■ TASK LIST ■
**A.** In the transcript, what subject does Pablo Gonzalez call Jeff's specialty?
**B.** Using the transcript, say whether each statement agrees with it: (i) the first speaker was a mentor in the program before joining full-time; (ii) Pablo Gonzalez calls himself a big proponent of the community piece; (iii) the program results described span the last ten years.

■ DOCUMENT SEGMENT ■
========================================
I think you covered the Mike. There's a lots of love about the program. We can go deeper on anything from go to markets in the investor weekly that we do, but it's really a powerful program. I had the benefit of being a mentor for a couple of. Prior to joining full-time. And so I know the program well, and the feedback from the founders and the results that Mike and his team created over the last, you know, five or six years. So happy to go into that as the chat lights up with questions. I see. It's

Mike:

already going, so that's great.

Pablo Gonzalez:

Yeah, for sure. Jeff, listen, man, we're definitely going to pick your brain about the go to market stuff. I know that that's, that's your specialty. I'm dying to get into that. So as I understand it, then it's the accelerators kind of like when you're getting started at seed fund is the next stage. That's when you're funded, you're you're off and you're kind of like, let's say accelerator is elementary school seed fund. You're now a teenager and you're out in the world and, and, and you're, you're invested at that level and there's other influences that isn't just the home base of the accelerator. Right? Yeah. Cool. So, so then I'm a big, obviously I'm a big proponent in the community piece, right? I would love to, I would love to know just kind of how you guys, when you came together, Why did you think that there was another accelerator needed? Why do you think there's another community needed and in Silicon valley, are they, are there, are there enough of these? Is there ever going to be enough of this stuff? You know, what, what was the, what was the pain point from, from, from the thing that you wanted to solve? Like, I, some, some people phrase this as like what made, you know, like what pisses you off and what makes you want to cry? Like what, what, what was doing that to you guys that you decided to embark on this?
========================================
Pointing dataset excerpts

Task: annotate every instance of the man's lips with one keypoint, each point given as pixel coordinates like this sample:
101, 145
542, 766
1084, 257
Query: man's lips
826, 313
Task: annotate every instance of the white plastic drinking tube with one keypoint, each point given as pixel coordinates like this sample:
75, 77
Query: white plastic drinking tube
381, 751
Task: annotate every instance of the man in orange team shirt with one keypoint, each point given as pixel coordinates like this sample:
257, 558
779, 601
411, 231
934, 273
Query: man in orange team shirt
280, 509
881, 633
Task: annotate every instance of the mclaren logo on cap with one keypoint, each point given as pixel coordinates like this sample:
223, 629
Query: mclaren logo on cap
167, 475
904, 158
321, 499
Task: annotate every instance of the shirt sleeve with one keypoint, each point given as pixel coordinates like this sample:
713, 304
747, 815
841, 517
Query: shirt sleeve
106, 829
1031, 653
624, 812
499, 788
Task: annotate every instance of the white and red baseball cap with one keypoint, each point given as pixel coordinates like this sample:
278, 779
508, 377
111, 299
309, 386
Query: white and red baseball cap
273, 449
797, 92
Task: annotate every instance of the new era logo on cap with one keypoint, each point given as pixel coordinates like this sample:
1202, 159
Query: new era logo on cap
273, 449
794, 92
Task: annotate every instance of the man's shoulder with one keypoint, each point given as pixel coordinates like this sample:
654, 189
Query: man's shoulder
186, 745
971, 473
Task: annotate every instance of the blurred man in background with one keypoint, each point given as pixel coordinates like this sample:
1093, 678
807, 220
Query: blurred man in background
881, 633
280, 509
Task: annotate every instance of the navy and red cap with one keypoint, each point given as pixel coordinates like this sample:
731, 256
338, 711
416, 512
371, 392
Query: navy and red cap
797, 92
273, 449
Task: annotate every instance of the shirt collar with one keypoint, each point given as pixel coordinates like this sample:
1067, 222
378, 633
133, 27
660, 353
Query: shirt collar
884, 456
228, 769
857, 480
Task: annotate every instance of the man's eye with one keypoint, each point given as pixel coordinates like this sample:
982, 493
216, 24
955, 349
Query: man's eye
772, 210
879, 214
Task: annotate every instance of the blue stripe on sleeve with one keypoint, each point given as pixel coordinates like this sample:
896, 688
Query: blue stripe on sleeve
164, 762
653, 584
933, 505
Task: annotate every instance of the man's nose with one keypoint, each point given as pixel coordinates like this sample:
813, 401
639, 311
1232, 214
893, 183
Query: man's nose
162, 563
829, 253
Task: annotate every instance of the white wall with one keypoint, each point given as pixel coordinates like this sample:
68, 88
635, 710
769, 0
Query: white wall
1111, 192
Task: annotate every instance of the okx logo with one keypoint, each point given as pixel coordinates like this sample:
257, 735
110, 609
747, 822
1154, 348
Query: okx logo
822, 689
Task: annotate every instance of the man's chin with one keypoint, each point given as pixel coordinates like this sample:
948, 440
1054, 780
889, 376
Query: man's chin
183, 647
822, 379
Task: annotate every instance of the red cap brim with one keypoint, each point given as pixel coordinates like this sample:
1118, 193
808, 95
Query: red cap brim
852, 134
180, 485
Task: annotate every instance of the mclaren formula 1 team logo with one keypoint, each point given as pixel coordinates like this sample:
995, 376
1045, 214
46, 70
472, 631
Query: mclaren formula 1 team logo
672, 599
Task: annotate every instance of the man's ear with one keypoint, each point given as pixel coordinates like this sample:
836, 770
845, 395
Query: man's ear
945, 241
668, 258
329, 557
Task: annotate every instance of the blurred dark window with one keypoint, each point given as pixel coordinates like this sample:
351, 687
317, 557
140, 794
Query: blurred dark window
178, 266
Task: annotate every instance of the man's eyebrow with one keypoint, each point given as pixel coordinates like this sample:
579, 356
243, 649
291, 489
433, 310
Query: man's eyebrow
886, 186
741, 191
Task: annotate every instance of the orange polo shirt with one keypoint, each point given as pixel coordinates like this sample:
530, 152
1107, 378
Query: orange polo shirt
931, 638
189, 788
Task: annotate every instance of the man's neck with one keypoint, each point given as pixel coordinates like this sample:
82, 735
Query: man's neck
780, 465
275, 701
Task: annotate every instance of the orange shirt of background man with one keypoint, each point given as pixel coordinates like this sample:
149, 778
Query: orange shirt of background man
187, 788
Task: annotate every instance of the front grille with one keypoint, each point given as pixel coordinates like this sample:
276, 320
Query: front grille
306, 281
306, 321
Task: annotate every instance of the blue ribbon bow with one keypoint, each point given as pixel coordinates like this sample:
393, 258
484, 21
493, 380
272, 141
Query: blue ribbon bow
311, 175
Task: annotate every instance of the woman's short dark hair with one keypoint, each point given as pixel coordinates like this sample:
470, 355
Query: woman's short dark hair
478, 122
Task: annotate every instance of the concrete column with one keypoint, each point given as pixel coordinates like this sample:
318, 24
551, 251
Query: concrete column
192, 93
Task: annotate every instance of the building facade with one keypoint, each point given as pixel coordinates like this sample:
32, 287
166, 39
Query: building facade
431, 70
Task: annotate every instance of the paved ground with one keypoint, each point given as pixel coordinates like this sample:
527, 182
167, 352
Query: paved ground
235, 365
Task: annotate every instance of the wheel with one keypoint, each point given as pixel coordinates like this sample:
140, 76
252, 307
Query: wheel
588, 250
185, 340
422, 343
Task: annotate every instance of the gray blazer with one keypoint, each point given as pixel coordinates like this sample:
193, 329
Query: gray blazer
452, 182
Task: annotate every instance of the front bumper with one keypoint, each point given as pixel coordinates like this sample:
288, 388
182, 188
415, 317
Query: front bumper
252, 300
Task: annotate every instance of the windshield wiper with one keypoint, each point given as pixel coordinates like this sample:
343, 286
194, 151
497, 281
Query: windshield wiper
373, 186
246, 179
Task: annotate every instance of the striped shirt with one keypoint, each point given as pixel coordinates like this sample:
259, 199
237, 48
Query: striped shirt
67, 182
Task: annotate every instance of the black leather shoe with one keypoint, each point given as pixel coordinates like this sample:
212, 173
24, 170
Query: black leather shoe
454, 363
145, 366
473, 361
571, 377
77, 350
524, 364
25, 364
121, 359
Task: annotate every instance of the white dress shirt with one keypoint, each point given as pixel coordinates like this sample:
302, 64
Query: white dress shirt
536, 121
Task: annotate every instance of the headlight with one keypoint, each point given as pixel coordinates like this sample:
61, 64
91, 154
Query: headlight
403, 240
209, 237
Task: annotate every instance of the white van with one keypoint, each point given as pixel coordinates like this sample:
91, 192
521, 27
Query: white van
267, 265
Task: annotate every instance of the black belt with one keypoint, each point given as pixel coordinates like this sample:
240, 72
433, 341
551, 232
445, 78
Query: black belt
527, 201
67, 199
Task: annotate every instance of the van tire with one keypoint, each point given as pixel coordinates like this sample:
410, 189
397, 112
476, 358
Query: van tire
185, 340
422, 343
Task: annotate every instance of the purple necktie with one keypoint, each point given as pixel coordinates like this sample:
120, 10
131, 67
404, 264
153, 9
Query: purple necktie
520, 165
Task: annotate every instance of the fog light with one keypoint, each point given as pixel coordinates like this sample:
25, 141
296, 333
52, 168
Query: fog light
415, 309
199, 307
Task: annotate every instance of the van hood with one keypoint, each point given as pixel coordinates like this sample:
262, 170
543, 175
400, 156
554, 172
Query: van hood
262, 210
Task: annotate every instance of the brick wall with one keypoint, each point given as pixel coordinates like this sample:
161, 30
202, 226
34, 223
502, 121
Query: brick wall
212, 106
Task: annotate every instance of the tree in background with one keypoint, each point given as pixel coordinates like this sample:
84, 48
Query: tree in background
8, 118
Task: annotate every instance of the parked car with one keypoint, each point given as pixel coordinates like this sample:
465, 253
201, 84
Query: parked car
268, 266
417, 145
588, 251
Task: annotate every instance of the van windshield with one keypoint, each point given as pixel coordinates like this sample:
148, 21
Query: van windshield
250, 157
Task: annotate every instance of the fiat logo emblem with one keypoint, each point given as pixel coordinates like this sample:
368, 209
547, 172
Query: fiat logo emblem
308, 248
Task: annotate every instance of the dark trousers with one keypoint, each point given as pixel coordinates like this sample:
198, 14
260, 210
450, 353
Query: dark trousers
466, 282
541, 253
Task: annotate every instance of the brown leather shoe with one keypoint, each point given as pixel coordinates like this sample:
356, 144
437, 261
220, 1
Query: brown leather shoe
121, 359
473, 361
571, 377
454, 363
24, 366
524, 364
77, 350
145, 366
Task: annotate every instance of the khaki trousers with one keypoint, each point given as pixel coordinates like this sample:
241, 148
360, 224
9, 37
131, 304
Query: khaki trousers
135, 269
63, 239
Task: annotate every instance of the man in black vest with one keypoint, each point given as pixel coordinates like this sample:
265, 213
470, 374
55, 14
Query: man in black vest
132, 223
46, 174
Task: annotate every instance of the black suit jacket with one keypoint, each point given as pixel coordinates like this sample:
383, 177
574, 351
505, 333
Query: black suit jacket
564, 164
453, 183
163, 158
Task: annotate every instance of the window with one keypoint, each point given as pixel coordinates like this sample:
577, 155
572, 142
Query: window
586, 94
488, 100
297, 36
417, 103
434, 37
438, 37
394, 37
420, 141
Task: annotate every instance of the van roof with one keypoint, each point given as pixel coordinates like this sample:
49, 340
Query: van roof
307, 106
========================================
■ ANSWER LIST ■
**A.** Go to market

**B.**
(i) Yes: "I had the benefit of being a mentor" and "Prior to joining full-time."
(ii) Yes: "I'm a big proponent in the community piece"
(iii) No: "over the last, you know, five or six years"